Stored data
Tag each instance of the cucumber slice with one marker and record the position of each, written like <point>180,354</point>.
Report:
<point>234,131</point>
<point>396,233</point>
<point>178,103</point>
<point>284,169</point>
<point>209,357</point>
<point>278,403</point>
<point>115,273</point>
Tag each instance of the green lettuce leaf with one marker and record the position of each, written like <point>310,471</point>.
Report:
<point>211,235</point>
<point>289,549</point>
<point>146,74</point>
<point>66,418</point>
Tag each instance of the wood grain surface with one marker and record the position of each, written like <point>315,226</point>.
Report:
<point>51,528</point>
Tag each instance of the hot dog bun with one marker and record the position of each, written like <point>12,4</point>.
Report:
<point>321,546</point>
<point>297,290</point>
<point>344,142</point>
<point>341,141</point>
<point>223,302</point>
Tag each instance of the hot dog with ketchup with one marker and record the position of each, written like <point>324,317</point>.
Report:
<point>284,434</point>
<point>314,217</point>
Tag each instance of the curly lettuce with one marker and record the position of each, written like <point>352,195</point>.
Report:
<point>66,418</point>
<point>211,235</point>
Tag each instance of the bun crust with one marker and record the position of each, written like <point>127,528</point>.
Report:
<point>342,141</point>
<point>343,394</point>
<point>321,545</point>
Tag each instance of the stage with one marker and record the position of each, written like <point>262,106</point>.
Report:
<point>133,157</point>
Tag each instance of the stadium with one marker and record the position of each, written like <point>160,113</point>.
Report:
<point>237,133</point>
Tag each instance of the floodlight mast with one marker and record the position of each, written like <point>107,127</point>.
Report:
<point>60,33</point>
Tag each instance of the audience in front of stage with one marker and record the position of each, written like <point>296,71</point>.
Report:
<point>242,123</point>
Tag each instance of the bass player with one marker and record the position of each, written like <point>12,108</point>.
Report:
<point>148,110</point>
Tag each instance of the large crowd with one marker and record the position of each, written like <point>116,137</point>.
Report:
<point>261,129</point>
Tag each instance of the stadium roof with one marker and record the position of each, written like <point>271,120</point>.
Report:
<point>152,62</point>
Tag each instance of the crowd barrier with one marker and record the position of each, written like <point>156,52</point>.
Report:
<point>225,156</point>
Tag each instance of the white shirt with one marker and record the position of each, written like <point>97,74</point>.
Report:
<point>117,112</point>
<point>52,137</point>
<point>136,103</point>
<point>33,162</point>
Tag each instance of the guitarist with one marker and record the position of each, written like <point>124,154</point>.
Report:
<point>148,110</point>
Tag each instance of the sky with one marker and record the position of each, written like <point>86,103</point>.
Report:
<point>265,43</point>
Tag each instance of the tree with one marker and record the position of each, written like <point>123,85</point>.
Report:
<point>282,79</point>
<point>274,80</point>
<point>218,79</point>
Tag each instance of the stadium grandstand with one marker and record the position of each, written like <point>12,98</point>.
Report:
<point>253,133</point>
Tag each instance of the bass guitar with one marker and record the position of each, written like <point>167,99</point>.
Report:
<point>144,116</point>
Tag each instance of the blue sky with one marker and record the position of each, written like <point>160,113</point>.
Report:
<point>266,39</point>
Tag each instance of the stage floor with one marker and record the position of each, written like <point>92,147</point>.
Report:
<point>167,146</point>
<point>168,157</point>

▶ _Direction_
Please present all of the data above as a numbered list, leaving out any blank lines.

▶ _Solution below_
1. Tag each instance of the cucumber slice with one marker and record the position of each, written like <point>180,354</point>.
2. Report:
3. <point>234,131</point>
4. <point>396,233</point>
5. <point>178,103</point>
6. <point>284,169</point>
7. <point>209,357</point>
8. <point>278,403</point>
9. <point>115,273</point>
10. Tag each instance of the green lettuce leaf with one marker and record the position of each, written like <point>310,471</point>.
11. Report:
12. <point>211,235</point>
13. <point>289,549</point>
14. <point>146,74</point>
15. <point>66,418</point>
16. Tag each instance of the wood grain surface with one marker and record the position of each, written like <point>315,226</point>.
17. Report:
18. <point>51,528</point>
19. Tag each instance of the hot dog bun with one marker and record the position of each, written like <point>12,4</point>.
20. Report:
21. <point>321,546</point>
22. <point>297,290</point>
23. <point>344,142</point>
24. <point>341,141</point>
25. <point>223,302</point>
26. Tag each instance of the hot dog with ketchup with one marker and record the position of each, written like <point>324,317</point>.
27. Report:
28. <point>284,434</point>
29. <point>314,217</point>
30. Tag each instance of the curly lettuce with one marker and record the position of each, written like <point>352,195</point>.
31. Report:
32. <point>66,418</point>
33. <point>211,235</point>
34. Tag each instance of the bun crust with one marker and record the position of each, written like <point>127,528</point>.
35. Report:
36. <point>342,141</point>
37. <point>343,394</point>
38. <point>321,545</point>
39. Tag each instance of the stage with one marker and record the position of each, written like <point>262,106</point>.
40. Report:
41. <point>133,157</point>
42. Tag each instance of the stadium with one marker and record the position of each, written like <point>160,113</point>.
43. Report:
44. <point>237,133</point>
45. Tag each instance of the floodlight mast with one marker and record the position of each, written like <point>107,127</point>.
46. Report:
47. <point>60,33</point>
48. Tag each instance of the audience in front of stage with one marker and record the position of each, written like <point>296,71</point>.
49. Report:
50. <point>242,123</point>
51. Tag each instance of the bass player with one marker and record the position of each, written like <point>12,108</point>.
52. Report:
53. <point>148,110</point>
54. Tag each instance of the large crowd with one marker and record the position of each, written like <point>116,137</point>.
55. Report:
56. <point>261,129</point>
57. Tag each instance of the stadium roof with one marker and record the position of each, written like <point>271,120</point>.
58. Report:
59. <point>152,62</point>
60. Tag each instance of the crowd barrier with one marker and record the position of each, written like <point>156,52</point>.
61. Report:
62. <point>225,156</point>
63. Tag each instance of the white shirt with one marker and record the position of each, written like <point>97,74</point>.
64. Report:
65. <point>117,112</point>
66. <point>52,137</point>
67. <point>136,103</point>
68. <point>33,162</point>
69. Tag each instance of the guitarist with one marker and record the position of each, written like <point>124,154</point>.
70. Report:
71. <point>148,110</point>
72. Tag each instance of the sky with one marker and record the position of each, written like <point>86,103</point>.
73. Report:
74. <point>265,43</point>
75. Tag each instance of the tree with one marker and record the position of each, written like <point>123,85</point>.
76. Report:
77. <point>282,79</point>
78. <point>274,80</point>
79. <point>218,79</point>
80. Tag each instance of the stadium grandstand with one marker and record the position of each, written like <point>12,98</point>.
81. Report:
82. <point>253,133</point>
83. Tag each instance of the bass guitar with one marker and record the position of each, written like <point>167,99</point>.
84. Report:
85. <point>144,116</point>
86. Tag each instance of the blue sky with one marker and record the position of each, written like <point>160,113</point>.
87. Report:
88. <point>266,39</point>
89. Tag each instance of the stage floor with one marker and record the position of each, written like <point>92,147</point>.
90. Report:
91. <point>167,146</point>
92. <point>168,157</point>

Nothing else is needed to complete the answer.